● **THE TASK**
Reproduce the listing below with every "photograph" changed to "image" and nothing else altered, leaving out the pictures.

=====

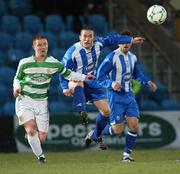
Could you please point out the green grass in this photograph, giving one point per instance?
(96, 162)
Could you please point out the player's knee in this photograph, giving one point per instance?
(42, 137)
(118, 129)
(134, 128)
(31, 132)
(106, 112)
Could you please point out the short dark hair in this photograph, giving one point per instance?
(86, 28)
(38, 37)
(126, 33)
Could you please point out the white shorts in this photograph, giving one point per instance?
(28, 108)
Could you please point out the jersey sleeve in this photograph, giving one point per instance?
(114, 39)
(104, 70)
(138, 74)
(19, 76)
(67, 61)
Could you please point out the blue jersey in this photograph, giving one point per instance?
(79, 59)
(121, 68)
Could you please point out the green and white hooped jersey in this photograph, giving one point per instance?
(34, 78)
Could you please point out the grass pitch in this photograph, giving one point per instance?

=====

● **COMPLETE ANSWER**
Could you please point out the green grass in this image, giving one point per instance?
(96, 162)
Could you please point out the player's knee in this image, giving one point per instance?
(42, 137)
(118, 129)
(134, 128)
(31, 132)
(106, 112)
Could you please point out the short dark hair in this image, giving one point per instance?
(86, 28)
(38, 37)
(126, 33)
Could you please point out the white shorts in this image, giving one point per instance?
(28, 108)
Could you please point out the jersey sleeve in this image, giving one point per instance?
(114, 39)
(104, 70)
(138, 74)
(19, 76)
(67, 61)
Could you please point out the blue jersey in this image, giving one point per instance?
(79, 59)
(121, 68)
Could you please point out the green and white hooped jersey in this image, giving one point per instance?
(34, 78)
Could you please point out the grass pitch in this image, giving one point per instance?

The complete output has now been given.